### PROBLEM
What follows is a set of records; repeat all of them exactly.

(Referring expression pointing data)
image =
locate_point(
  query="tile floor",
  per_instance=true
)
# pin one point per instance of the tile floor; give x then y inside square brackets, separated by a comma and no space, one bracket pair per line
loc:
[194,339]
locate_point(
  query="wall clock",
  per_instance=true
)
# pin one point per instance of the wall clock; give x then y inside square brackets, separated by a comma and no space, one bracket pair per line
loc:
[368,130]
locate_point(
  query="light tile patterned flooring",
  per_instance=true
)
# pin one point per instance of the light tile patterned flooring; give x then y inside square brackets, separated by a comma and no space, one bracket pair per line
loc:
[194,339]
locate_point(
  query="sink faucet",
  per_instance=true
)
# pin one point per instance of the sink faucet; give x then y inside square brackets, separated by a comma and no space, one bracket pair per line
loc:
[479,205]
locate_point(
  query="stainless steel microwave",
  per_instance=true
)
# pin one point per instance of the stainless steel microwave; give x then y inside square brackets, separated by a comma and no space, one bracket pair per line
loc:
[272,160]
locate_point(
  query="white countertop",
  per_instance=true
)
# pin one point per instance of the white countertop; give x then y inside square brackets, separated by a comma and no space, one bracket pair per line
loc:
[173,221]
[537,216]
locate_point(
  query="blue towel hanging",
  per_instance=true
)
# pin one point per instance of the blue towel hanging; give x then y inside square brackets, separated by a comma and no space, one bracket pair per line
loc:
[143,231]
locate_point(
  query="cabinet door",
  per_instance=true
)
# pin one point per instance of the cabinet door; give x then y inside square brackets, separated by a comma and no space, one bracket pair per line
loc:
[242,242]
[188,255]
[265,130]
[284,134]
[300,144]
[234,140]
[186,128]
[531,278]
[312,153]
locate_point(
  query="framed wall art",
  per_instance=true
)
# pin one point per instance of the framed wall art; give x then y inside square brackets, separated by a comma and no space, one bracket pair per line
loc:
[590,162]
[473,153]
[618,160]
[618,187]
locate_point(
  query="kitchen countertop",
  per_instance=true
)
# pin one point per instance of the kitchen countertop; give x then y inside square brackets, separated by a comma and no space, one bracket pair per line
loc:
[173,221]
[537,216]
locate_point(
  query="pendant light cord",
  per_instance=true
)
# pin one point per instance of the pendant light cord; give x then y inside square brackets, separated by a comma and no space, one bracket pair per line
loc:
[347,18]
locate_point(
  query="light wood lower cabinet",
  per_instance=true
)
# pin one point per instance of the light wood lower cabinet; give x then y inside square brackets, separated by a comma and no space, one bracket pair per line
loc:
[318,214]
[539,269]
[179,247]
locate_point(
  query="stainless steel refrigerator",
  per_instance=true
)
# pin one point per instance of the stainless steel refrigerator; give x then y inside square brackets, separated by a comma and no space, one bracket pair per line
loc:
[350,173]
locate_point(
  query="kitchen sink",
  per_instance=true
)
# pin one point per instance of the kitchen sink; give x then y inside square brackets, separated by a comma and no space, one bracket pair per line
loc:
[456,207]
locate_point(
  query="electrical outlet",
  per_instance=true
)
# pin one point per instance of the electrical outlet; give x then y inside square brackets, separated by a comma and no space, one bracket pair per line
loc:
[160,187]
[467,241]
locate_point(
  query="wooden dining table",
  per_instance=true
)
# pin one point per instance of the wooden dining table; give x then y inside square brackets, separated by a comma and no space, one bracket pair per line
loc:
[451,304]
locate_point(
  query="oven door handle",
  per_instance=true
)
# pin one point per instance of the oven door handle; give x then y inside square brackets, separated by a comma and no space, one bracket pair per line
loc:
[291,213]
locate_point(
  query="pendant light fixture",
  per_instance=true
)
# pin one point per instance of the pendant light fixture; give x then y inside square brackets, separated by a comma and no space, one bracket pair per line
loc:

### YOUR RESPONSE
image =
locate_point(
  query="tile floor",
  per_instance=true
)
# pin one point per instance of the tile floor; give x then y inside square brackets, separated by a comma and no space, one bracket pair per line
loc:
[194,339]
locate_point(
  query="wall clock",
  per_instance=true
)
# pin one point per instance of the wall clock; give x then y inside square brackets, separated by a comma and no space, one bracket pair per line
loc:
[368,130]
locate_point(
  query="light tile patterned flooring",
  per_instance=true
)
# pin one point per instance of the light tile patterned flooring; give x then y inside square brackets, separated by a comma and no space, one bracket pair per line
loc:
[194,339]
locate_point(
  query="sink faucet",
  per_instance=true
)
# pin one point per instance of the sink faucet; give x then y inside square brackets, separated by a comma and no space, one bracket pair per line
loc:
[479,205]
locate_point(
  query="stainless steel microwave",
  per_instance=true
)
# pin one point per instance of the stainless steel microwave; give x then y inside square brackets, separated by a comma and no space, one bracket pair per line
loc:
[272,160]
locate_point(
  query="white countertop",
  per_instance=true
)
# pin one point per instance of the white countertop; give x then y inside square brackets, separated by a comma and no space, one bracket pair per line
loc:
[173,221]
[537,216]
locate_point(
  query="blue towel hanging",
  per_instance=true
)
# pin one point per instance of the blue towel hanging; give x then y inside square brackets, separated by a comma and no space, one bracket pair per line
loc:
[143,231]
locate_point(
  query="cabinet door",
  per_instance=true
)
# pin one point per instance of the cabinet door; give x then y inside square brackets, separated by a comma and no space, one bracket pair per line
loc:
[242,242]
[188,255]
[265,130]
[284,134]
[300,144]
[234,140]
[186,128]
[531,278]
[312,153]
locate_point(
  query="framed wall art",
  per_instance=true
)
# pin one point per instance of the framed wall art; give x then y inside square brackets, separated by a comma and no space, one bracket pair per line
loc:
[590,162]
[473,153]
[618,160]
[618,187]
locate_point(
  query="kitchen countertop",
  per_instance=true
)
# pin one point per instance of the kitchen countertop; give x then y inside square brackets, separated by a comma and no space, one bracket pair per line
loc:
[173,221]
[537,216]
locate_point(
  query="pendant light cord",
  per_instance=true
)
# pin one point per instance of the pendant light cord; give x then y inside square brackets, separated by a comma and no space, one bracket pair per line
loc:
[347,18]
locate_point(
  query="light wood lower cabinet",
  per_instance=true
)
# pin one point per instance of the light wood lower cabinet; give x then y inside square brackets, separated by a comma and no space, one bracket pair per line
loc:
[318,214]
[539,269]
[179,247]
locate_point(
  query="stainless steel refrigerator",
  per_instance=true
)
# pin one point per instance of the stainless steel refrigerator; give x then y inside square brackets, separated by a comma and no space, one bracket pair per line
loc:
[350,173]
locate_point(
  query="kitchen sink",
  per_instance=true
)
# pin one point per instance of the kitchen sink; give x then y inside square brackets, separated by a comma and no space, one bracket pair per line
loc:
[456,207]
locate_point(
  query="electrical outlet",
  per_instance=true
)
# pin one point per instance of the electrical outlet; give x then y inside square brackets, separated by a comma and no space, one bracket pair per line
loc:
[160,187]
[467,241]
locate_point(
  query="wooden dining table",
  per_instance=true
)
# pin one point per instance of the wooden dining table; give x then y inside square brackets, separated by a comma and no space, one bracket pair per line
loc:
[451,304]
locate_point(
  query="oven door handle",
  per_instance=true
)
# pin one point per instance of the oven door handle; give x then y inside square brackets, separated by a comma and no space, one bracket pair per line
loc:
[291,213]
locate_point(
  query="pendant light fixture",
  per_instance=true
)
# pin one point per instance of the pendant light fixture; give x then y inside square brackets, separated by a comma and no space, one bracket pair per line
loc:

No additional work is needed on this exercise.